- DATA SUPPLIED:
-=-=-=-=-
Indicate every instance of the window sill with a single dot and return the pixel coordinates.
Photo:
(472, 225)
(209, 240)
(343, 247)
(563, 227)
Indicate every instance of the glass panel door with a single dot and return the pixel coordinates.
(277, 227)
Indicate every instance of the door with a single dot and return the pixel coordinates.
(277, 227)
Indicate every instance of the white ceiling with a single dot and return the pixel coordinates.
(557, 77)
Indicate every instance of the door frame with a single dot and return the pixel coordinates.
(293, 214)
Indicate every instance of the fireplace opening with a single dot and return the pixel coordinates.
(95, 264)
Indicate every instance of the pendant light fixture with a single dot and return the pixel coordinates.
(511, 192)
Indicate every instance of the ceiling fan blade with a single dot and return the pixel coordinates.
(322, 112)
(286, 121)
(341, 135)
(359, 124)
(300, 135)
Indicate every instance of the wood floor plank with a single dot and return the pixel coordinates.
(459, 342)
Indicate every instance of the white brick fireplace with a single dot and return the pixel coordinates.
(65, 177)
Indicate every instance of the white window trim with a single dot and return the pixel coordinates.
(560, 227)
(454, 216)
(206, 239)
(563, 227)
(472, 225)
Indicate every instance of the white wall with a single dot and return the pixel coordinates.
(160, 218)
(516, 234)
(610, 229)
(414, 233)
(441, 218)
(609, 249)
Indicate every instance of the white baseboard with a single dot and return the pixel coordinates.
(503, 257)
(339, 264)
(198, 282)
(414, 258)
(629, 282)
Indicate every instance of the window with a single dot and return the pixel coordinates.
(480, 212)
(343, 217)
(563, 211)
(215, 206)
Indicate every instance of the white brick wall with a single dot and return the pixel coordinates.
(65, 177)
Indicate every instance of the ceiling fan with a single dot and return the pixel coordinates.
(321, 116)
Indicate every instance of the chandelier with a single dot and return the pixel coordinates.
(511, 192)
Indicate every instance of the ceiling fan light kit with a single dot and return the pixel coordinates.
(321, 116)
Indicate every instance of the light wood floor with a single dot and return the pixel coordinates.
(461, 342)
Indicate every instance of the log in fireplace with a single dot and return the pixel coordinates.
-=-=-=-=-
Rewrite all of the material above, substituting "with one dot" for every "with a single dot" and leaving everything else unchanged.

- THE RESPONSE:
Indicate every instance of the window sill with one dot and return the pixel coordinates.
Photo:
(472, 225)
(209, 240)
(343, 247)
(563, 227)
Indicate every instance of the glass panel door with one dot and return the pixel coordinates.
(277, 227)
Indicate every instance of the door with one dot and return the pixel coordinates.
(277, 227)
Indicate every instance of the white ceiling with one dot and return the pixel coordinates.
(557, 77)
Indicate every instance of the door frame with one dot and return the pixel coordinates.
(293, 214)
Indicate every instance of the fireplace opening with one dot and return the pixel coordinates.
(95, 264)
Indicate every instance of the pendant light fixture with one dot and return the pixel coordinates.
(511, 192)
Indicate every instance of the ceiling fan blade with one dot and return the pixel coordinates.
(322, 112)
(286, 121)
(341, 135)
(359, 124)
(300, 135)
Indicate every instance of the wood floor plank with one dot and return the pixel coordinates.
(459, 342)
Indicate every instance of the white brick fireplace with one dot and return the pixel coordinates.
(65, 177)
Indicate every instance of the white window trim with one dot and return the pixel coordinates.
(560, 227)
(454, 216)
(206, 239)
(563, 227)
(472, 225)
Indicate every instance of the white wall with one dot and return the pixel coordinates.
(160, 218)
(516, 234)
(610, 229)
(414, 233)
(441, 218)
(609, 249)
Indicate every instance of the white baseboard with one dot and return the pixel coordinates.
(503, 257)
(339, 264)
(198, 282)
(414, 258)
(629, 282)
Indicate every instance of the window with one dot and return the pixel coordinates.
(480, 212)
(343, 217)
(563, 211)
(215, 206)
Indicate every instance of the white brick wall with one dot and return the pixel coordinates.
(65, 177)
Indicate every instance of the ceiling fan with one dot and return the pixel coordinates.
(321, 116)
Indicate every instance of the chandelier with one dot and return the pixel coordinates.
(511, 192)
Indicate every instance of the ceiling fan light kit with one dot and return the pixel coordinates.
(321, 116)
Indicate every instance of the light wood floor with one dot and return the pixel coordinates.
(461, 342)
Indicate every instance of the log in fireplace with one dot and return the pixel coordinates.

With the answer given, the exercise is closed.